TO DO
Please show every line of the material below that contains the word "concrete". Case counts.

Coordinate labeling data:

******************************

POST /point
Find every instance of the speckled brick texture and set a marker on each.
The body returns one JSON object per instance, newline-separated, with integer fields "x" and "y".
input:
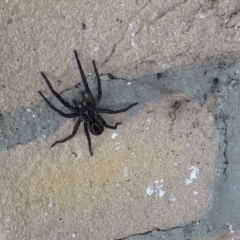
{"x": 154, "y": 171}
{"x": 126, "y": 38}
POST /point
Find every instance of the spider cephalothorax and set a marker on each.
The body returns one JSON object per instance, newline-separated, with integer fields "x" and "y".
{"x": 86, "y": 111}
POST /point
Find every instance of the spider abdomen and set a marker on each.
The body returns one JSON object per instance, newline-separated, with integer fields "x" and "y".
{"x": 89, "y": 115}
{"x": 95, "y": 127}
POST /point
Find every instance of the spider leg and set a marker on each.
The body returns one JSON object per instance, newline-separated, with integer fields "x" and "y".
{"x": 106, "y": 125}
{"x": 77, "y": 124}
{"x": 103, "y": 110}
{"x": 66, "y": 104}
{"x": 83, "y": 76}
{"x": 66, "y": 115}
{"x": 88, "y": 138}
{"x": 99, "y": 96}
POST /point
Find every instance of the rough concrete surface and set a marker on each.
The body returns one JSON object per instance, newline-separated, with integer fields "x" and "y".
{"x": 171, "y": 170}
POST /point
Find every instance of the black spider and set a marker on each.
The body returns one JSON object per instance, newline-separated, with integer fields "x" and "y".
{"x": 86, "y": 110}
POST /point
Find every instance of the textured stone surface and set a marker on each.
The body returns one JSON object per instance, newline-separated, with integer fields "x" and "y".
{"x": 127, "y": 38}
{"x": 156, "y": 172}
{"x": 144, "y": 179}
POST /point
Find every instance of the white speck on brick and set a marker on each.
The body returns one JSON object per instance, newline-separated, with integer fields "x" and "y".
{"x": 149, "y": 191}
{"x": 157, "y": 188}
{"x": 193, "y": 175}
{"x": 117, "y": 149}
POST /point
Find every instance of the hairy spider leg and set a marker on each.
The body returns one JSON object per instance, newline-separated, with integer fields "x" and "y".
{"x": 76, "y": 126}
{"x": 88, "y": 137}
{"x": 66, "y": 115}
{"x": 106, "y": 125}
{"x": 103, "y": 110}
{"x": 99, "y": 96}
{"x": 83, "y": 76}
{"x": 66, "y": 104}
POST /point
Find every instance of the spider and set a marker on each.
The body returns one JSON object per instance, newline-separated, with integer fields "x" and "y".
{"x": 86, "y": 111}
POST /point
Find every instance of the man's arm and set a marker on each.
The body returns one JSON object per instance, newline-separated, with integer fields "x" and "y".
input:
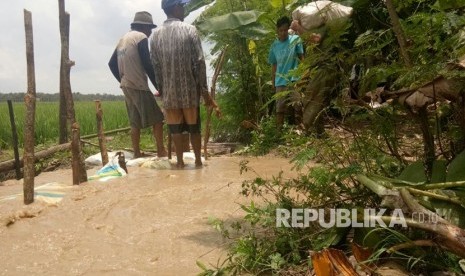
{"x": 113, "y": 64}
{"x": 144, "y": 54}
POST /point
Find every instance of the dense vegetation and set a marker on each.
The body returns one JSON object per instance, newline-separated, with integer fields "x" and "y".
{"x": 407, "y": 151}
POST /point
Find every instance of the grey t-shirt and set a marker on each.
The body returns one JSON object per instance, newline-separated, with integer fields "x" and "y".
{"x": 180, "y": 70}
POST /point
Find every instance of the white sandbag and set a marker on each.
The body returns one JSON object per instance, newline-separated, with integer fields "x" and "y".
{"x": 317, "y": 13}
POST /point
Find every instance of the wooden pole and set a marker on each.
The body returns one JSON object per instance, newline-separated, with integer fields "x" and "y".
{"x": 75, "y": 153}
{"x": 210, "y": 109}
{"x": 10, "y": 164}
{"x": 30, "y": 101}
{"x": 63, "y": 116}
{"x": 14, "y": 133}
{"x": 106, "y": 132}
{"x": 101, "y": 135}
{"x": 398, "y": 31}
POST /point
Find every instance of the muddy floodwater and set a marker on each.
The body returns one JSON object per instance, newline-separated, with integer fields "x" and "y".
{"x": 151, "y": 222}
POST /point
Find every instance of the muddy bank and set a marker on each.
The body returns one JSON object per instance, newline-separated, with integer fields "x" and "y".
{"x": 151, "y": 222}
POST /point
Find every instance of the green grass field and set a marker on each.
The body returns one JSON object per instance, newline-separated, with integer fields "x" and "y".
{"x": 46, "y": 127}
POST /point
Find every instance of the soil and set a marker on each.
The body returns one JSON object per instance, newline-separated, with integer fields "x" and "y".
{"x": 150, "y": 222}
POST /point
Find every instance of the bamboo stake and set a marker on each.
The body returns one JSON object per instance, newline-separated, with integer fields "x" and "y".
{"x": 14, "y": 133}
{"x": 210, "y": 109}
{"x": 30, "y": 101}
{"x": 101, "y": 135}
{"x": 65, "y": 83}
{"x": 106, "y": 133}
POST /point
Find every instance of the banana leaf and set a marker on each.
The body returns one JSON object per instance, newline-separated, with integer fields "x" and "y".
{"x": 449, "y": 4}
{"x": 230, "y": 21}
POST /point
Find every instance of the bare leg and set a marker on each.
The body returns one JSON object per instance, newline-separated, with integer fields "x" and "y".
{"x": 177, "y": 139}
{"x": 135, "y": 138}
{"x": 157, "y": 130}
{"x": 196, "y": 142}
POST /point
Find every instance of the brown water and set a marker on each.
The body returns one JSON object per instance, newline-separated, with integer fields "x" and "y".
{"x": 152, "y": 222}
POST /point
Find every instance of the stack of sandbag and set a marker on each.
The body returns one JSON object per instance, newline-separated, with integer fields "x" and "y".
{"x": 317, "y": 13}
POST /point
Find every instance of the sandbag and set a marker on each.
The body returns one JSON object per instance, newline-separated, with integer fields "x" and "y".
{"x": 318, "y": 13}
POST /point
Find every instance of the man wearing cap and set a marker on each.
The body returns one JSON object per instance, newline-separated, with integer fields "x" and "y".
{"x": 180, "y": 71}
{"x": 130, "y": 64}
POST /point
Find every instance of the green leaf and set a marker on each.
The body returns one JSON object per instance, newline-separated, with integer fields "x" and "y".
{"x": 449, "y": 4}
{"x": 229, "y": 21}
{"x": 280, "y": 4}
{"x": 456, "y": 169}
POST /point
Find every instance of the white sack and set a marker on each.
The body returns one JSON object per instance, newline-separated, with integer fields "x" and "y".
{"x": 317, "y": 13}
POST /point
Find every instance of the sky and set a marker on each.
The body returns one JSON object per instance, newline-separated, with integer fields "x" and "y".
{"x": 95, "y": 28}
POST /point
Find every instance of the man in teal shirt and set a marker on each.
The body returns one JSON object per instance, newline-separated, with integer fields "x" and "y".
{"x": 284, "y": 56}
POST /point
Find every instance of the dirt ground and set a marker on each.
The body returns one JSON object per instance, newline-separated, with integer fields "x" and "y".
{"x": 151, "y": 222}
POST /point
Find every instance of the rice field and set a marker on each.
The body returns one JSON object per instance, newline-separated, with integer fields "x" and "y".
{"x": 46, "y": 120}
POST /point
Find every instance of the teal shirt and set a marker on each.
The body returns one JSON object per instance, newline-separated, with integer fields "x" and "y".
{"x": 285, "y": 54}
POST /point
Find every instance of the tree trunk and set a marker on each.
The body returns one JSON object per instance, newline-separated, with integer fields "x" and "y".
{"x": 398, "y": 32}
{"x": 30, "y": 100}
{"x": 101, "y": 135}
{"x": 10, "y": 164}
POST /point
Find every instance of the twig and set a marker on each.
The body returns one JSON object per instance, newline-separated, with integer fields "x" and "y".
{"x": 411, "y": 244}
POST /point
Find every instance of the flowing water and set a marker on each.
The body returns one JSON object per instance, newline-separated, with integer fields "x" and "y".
{"x": 151, "y": 222}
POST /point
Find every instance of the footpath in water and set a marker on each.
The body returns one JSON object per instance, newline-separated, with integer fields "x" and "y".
{"x": 150, "y": 222}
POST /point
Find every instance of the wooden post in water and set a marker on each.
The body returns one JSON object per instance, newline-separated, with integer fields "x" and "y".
{"x": 63, "y": 116}
{"x": 101, "y": 135}
{"x": 218, "y": 68}
{"x": 75, "y": 150}
{"x": 30, "y": 101}
{"x": 65, "y": 85}
{"x": 14, "y": 133}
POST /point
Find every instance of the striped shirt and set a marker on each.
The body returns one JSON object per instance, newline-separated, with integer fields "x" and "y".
{"x": 180, "y": 70}
{"x": 130, "y": 62}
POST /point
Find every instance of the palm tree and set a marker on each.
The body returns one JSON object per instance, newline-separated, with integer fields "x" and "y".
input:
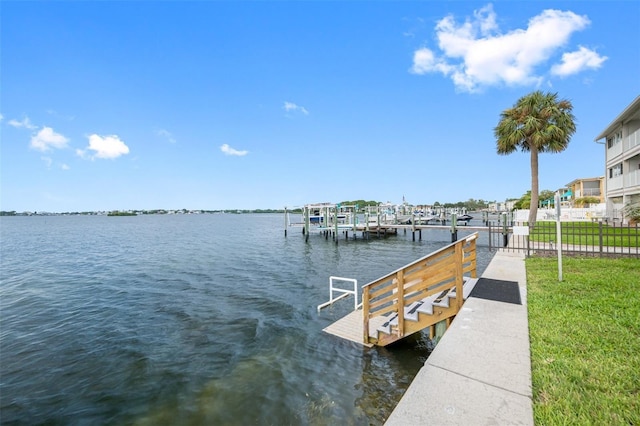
{"x": 538, "y": 122}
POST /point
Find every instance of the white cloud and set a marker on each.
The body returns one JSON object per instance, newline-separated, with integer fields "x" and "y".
{"x": 230, "y": 151}
{"x": 291, "y": 107}
{"x": 574, "y": 62}
{"x": 108, "y": 147}
{"x": 48, "y": 161}
{"x": 166, "y": 134}
{"x": 474, "y": 54}
{"x": 47, "y": 139}
{"x": 24, "y": 123}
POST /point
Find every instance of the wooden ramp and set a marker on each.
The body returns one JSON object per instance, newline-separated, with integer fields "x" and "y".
{"x": 421, "y": 294}
{"x": 350, "y": 327}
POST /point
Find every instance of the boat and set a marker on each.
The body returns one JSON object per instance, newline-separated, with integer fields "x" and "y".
{"x": 464, "y": 218}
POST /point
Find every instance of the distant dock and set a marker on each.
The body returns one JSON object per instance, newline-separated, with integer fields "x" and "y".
{"x": 333, "y": 220}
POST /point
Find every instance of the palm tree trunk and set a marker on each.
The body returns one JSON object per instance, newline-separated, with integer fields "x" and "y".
{"x": 533, "y": 208}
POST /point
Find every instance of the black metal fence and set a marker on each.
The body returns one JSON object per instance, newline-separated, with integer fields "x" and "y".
{"x": 577, "y": 238}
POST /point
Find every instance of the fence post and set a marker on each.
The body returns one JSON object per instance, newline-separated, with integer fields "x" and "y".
{"x": 490, "y": 235}
{"x": 600, "y": 237}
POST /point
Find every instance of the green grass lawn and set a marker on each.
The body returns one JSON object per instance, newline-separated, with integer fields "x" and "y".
{"x": 585, "y": 341}
{"x": 587, "y": 233}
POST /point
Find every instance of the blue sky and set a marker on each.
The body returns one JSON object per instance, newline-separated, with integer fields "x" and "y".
{"x": 225, "y": 105}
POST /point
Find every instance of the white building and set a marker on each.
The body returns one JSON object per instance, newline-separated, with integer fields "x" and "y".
{"x": 621, "y": 139}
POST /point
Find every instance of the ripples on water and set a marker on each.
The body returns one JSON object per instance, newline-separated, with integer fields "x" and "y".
{"x": 200, "y": 319}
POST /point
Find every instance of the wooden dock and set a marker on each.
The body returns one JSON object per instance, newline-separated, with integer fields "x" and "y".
{"x": 350, "y": 327}
{"x": 426, "y": 292}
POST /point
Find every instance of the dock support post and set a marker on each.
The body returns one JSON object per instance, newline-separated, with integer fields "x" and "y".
{"x": 286, "y": 222}
{"x": 335, "y": 222}
{"x": 305, "y": 229}
{"x": 454, "y": 229}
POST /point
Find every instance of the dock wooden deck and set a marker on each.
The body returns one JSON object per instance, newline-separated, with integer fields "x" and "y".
{"x": 421, "y": 294}
{"x": 350, "y": 327}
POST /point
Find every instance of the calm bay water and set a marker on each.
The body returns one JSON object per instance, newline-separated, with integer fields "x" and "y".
{"x": 192, "y": 319}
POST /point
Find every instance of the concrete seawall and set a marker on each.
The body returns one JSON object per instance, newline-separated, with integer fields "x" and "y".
{"x": 480, "y": 371}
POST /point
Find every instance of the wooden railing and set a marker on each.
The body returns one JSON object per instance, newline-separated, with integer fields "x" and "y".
{"x": 434, "y": 273}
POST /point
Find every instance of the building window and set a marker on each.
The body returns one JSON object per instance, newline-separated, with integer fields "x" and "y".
{"x": 615, "y": 139}
{"x": 615, "y": 171}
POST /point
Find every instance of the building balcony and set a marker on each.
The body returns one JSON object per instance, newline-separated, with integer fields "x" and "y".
{"x": 632, "y": 141}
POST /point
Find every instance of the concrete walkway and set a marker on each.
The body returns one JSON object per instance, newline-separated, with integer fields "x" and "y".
{"x": 480, "y": 371}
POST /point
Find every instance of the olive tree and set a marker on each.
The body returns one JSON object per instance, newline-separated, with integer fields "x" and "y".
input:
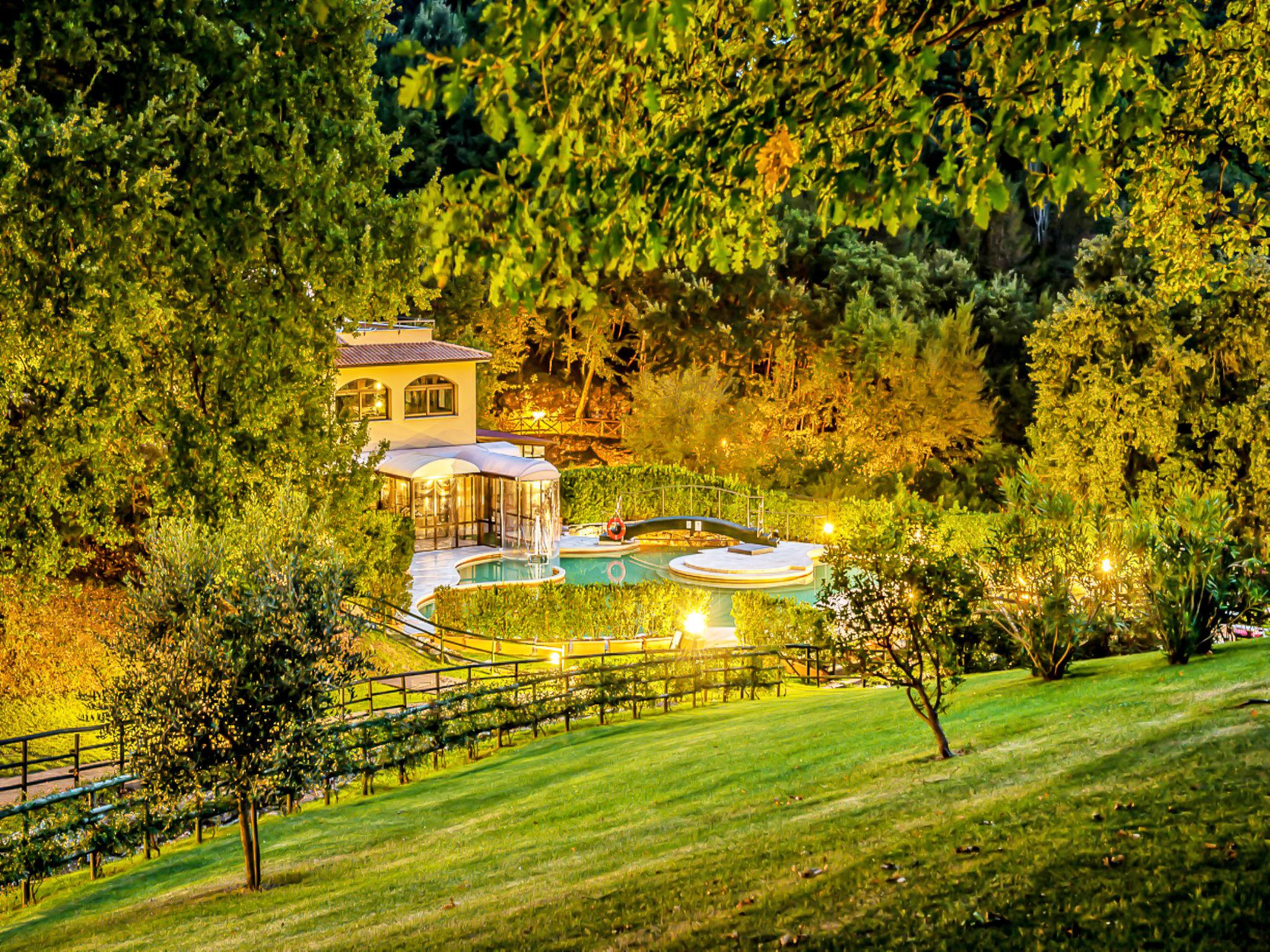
{"x": 902, "y": 599}
{"x": 230, "y": 650}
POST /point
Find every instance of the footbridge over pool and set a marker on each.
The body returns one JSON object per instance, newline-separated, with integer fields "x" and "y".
{"x": 699, "y": 523}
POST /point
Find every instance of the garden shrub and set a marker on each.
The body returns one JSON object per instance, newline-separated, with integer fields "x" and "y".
{"x": 1044, "y": 562}
{"x": 569, "y": 612}
{"x": 1044, "y": 559}
{"x": 771, "y": 621}
{"x": 1193, "y": 571}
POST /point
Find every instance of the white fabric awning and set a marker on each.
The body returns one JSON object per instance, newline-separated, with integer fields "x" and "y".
{"x": 489, "y": 459}
{"x": 422, "y": 465}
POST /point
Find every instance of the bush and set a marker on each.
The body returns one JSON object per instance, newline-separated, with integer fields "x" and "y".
{"x": 588, "y": 494}
{"x": 556, "y": 614}
{"x": 771, "y": 621}
{"x": 1044, "y": 558}
{"x": 1194, "y": 575}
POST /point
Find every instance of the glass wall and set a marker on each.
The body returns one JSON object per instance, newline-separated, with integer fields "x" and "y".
{"x": 470, "y": 511}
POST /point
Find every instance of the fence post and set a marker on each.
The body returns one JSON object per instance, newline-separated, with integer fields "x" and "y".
{"x": 568, "y": 701}
{"x": 94, "y": 858}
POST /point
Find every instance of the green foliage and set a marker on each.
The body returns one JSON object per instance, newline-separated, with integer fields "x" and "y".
{"x": 628, "y": 150}
{"x": 1044, "y": 560}
{"x": 902, "y": 601}
{"x": 1193, "y": 571}
{"x": 1139, "y": 394}
{"x": 437, "y": 143}
{"x": 682, "y": 418}
{"x": 191, "y": 202}
{"x": 230, "y": 651}
{"x": 771, "y": 621}
{"x": 558, "y": 614}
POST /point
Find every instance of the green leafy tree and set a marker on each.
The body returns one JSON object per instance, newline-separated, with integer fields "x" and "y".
{"x": 901, "y": 602}
{"x": 192, "y": 201}
{"x": 438, "y": 144}
{"x": 1139, "y": 394}
{"x": 233, "y": 646}
{"x": 1193, "y": 571}
{"x": 646, "y": 136}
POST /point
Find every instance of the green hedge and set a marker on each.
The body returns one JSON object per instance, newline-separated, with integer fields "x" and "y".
{"x": 588, "y": 494}
{"x": 569, "y": 612}
{"x": 770, "y": 621}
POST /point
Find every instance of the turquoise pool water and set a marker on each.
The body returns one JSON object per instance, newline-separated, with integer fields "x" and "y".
{"x": 637, "y": 566}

******************************

EXERCISE RESULT
Find every instance of the rough concrete surface and set a marker on each.
Find every instance of the concrete seawall and set a marker on each.
Find every instance of the concrete walkway and set a marker on each.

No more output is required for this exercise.